* _SHORT PROBLEM_: Copy the entries exactly, starting at the line containing "Find the <item>sign" and continuing through the last line of the entries.

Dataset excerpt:
****

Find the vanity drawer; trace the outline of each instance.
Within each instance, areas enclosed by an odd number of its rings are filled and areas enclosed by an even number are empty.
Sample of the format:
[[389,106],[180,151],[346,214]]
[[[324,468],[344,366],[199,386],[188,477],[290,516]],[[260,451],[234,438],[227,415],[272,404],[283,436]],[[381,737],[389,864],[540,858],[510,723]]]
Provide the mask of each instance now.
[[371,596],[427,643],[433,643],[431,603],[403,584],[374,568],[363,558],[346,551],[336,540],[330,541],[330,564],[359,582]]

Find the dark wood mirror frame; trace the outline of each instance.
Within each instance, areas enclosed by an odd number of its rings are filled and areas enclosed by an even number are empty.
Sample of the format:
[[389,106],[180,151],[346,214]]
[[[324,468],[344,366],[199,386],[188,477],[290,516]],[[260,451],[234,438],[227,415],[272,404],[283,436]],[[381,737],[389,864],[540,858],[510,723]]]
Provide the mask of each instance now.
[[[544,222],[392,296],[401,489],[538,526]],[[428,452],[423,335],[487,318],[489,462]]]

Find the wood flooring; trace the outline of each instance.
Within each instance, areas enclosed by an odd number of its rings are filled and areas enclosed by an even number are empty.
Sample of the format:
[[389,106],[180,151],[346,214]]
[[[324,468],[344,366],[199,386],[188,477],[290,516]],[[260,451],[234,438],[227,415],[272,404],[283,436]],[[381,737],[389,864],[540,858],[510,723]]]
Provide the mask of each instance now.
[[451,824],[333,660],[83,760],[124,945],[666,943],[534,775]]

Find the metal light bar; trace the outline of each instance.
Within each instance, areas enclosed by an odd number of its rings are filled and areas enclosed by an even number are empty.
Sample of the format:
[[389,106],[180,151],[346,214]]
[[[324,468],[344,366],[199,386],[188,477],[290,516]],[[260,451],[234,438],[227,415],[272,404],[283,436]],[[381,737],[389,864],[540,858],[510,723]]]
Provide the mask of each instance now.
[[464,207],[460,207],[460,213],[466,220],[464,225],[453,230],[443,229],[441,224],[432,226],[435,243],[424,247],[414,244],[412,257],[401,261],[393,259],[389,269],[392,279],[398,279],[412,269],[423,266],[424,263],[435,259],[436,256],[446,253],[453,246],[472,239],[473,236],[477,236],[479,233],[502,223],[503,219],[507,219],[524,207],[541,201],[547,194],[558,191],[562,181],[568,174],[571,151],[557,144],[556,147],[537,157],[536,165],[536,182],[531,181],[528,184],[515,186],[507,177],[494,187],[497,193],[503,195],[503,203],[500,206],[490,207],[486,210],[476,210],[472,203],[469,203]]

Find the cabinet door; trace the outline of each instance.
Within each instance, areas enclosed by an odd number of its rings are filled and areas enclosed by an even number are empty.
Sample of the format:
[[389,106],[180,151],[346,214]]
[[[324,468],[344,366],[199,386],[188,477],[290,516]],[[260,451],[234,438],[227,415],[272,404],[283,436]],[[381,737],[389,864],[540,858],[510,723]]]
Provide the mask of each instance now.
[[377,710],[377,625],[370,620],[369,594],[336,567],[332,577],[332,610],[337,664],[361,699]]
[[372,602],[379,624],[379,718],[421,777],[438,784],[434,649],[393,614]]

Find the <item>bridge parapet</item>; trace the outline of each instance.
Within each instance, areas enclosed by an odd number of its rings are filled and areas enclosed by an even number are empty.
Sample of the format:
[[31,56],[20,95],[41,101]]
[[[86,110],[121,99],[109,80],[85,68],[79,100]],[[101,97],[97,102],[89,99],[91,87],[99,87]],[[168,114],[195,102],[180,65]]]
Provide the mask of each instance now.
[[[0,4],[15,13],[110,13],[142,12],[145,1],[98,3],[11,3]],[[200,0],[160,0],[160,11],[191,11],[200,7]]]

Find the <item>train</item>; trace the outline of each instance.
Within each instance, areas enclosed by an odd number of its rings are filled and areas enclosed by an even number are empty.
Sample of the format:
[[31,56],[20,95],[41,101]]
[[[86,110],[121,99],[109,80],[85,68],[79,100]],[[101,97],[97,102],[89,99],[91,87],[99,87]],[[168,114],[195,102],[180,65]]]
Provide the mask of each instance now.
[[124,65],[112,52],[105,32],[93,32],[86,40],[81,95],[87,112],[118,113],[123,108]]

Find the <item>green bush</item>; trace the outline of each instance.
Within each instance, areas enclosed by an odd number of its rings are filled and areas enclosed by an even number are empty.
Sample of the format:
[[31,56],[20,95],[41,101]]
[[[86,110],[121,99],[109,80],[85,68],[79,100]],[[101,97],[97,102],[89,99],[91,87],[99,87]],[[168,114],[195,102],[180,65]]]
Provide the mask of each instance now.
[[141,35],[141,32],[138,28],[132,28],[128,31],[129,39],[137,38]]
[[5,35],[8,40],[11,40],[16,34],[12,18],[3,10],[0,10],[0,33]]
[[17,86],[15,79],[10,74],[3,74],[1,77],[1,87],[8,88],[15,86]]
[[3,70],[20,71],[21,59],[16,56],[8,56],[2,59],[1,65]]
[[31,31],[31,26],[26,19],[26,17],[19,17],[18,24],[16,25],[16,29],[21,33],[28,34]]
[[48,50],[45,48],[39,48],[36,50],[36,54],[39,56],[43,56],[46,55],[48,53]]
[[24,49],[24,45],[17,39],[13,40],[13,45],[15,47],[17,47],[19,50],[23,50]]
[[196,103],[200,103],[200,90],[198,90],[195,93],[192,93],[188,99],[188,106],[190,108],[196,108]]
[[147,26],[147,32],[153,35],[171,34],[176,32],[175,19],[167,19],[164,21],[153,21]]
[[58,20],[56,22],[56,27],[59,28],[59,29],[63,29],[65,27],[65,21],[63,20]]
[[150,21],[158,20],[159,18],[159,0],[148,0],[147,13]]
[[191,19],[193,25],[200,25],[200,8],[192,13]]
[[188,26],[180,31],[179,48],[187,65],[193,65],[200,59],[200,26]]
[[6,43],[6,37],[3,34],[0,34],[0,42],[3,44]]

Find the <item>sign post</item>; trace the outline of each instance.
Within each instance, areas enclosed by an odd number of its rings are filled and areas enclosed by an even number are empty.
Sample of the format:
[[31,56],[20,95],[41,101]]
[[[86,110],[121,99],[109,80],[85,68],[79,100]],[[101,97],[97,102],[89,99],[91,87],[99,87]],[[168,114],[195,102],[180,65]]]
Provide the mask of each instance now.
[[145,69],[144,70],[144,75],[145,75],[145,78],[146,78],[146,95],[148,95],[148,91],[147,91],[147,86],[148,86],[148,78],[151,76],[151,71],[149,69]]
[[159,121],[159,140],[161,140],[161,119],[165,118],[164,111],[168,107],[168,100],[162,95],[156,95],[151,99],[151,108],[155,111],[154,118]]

****

* _CORRECT OUTPUT_:
Find the <item>sign post</item>; trace the outline of each instance.
Within each instance, areas enclosed by an odd number of its rings are filled and areas enclosed by an even number are empty.
Sample of the format:
[[31,56],[20,95],[41,101]]
[[[86,110],[121,99],[109,80],[85,68],[79,100]],[[101,97],[97,102],[89,99],[91,87],[99,87]],[[168,114],[195,102],[180,65]]]
Provide the mask of each instance now.
[[145,69],[144,70],[144,75],[145,75],[145,78],[146,78],[146,95],[148,95],[148,91],[147,91],[147,86],[148,86],[148,78],[151,76],[151,71],[149,69]]
[[159,121],[159,140],[161,140],[161,119],[165,118],[164,111],[168,107],[168,100],[162,95],[156,95],[151,99],[151,108],[155,111],[154,118]]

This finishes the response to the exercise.